> [Supplied passage]
##########

- Freund, c. 2008
- Born: William Mark Freund July 6, 1944 Chicago, Illinois, United States
- Died: August 17, 2020 (aged 76) Durban, KwaZulu-Natal, South Africa

Academic background
- Alma mater: University of Chicago Yale University

Academic work
- Discipline: African history
- Institutions: University of Natal, later University of KwaZulu-Natal
- Main interests: Economic history of Africa, particularly South Africa

= Bill Freund (historian) =

American historian (1944–2020)

William Mark Freund (6 July 1944 – 17 August 2020) was an American historian and academic, widely recognised as an authority on the economic and labour history of Africa, particularly South Africa.

A self-described materialist, Freund is best known for his book The Making of Contemporary Africa (1984), which received widespread acclaim as a comprehensive survey of the social and economic history of Africa in the colonial and post-colonial periods. He also wrote extensively on topics related to African labour and urban history.

Freund spent much of his academic career teaching at the University of Natal, which later became the University of KwaZulu-Natal.

==Biography==
Freund was born in Chicago, Illinois on 6 July 1944. His parents were Austrian Jewish refugees who had arrived in the United States in 1939. He studied at the University of Chicago and later at Yale University, where he earned a PhD in 1971 with a dissertation on Dutch rule at the Cape during the Batavian Republic period (1803–06). He later cited Eric Hobsbawm as a key intellectual influence.

##########

> [Supplied information]
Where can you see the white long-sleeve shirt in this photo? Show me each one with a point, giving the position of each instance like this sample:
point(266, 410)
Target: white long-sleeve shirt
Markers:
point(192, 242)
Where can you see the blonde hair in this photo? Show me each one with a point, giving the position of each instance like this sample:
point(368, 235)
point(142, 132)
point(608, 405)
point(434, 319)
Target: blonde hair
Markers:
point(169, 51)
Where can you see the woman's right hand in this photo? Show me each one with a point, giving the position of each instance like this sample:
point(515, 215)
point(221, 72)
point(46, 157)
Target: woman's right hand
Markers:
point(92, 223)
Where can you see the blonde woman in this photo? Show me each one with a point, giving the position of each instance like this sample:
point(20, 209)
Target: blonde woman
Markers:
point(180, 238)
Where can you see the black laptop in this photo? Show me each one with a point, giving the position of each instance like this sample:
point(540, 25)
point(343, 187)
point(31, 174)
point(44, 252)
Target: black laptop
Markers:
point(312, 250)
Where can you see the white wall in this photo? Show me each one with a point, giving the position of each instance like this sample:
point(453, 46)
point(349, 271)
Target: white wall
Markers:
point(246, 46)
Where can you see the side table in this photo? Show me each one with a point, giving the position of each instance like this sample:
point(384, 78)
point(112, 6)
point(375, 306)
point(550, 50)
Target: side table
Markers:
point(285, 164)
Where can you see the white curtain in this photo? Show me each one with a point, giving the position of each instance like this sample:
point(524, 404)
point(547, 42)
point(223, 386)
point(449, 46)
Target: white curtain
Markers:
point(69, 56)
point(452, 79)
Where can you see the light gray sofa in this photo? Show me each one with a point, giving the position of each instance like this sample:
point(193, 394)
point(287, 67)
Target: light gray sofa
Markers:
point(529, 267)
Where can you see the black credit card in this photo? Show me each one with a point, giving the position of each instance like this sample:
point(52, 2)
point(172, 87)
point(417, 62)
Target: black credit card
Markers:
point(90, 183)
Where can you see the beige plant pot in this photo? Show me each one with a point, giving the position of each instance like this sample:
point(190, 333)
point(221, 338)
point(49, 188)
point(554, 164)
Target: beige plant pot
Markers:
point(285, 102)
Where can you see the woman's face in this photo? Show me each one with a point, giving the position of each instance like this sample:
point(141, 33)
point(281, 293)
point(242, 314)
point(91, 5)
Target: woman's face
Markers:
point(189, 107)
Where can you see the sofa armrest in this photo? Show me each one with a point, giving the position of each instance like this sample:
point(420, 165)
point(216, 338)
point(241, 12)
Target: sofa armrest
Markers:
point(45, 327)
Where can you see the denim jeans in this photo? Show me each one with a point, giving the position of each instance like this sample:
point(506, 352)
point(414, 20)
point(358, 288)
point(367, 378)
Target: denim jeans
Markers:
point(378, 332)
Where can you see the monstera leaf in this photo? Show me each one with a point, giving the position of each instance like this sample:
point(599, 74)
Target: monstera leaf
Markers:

##########

> [Problem set]
1) According to the passage on Bill Freund, which book is he best known for?
2) Copy the passage on Bill Freund, beginning at the words "Academic background" and stopping after "particularly South Africa.".
The listing is separate from the passage on Bill Freund.

> [Results in order]
1) The Making of Contemporary Africa (1984).

2)
Academic background
- Alma mater: University of Chicago Yale University

Academic work
- Discipline: African history
- Institutions: University of Natal, later University of KwaZulu-Natal
- Main interests: Economic history of Africa, particularly South Africa

= Bill Freund (historian) =

American historian (1944–2020)

William Mark Freund (6 July 1944 – 17 August 2020) was an American historian and academic, widely recognised as an authority on the economic and labour history of Africa, particularly South Africa.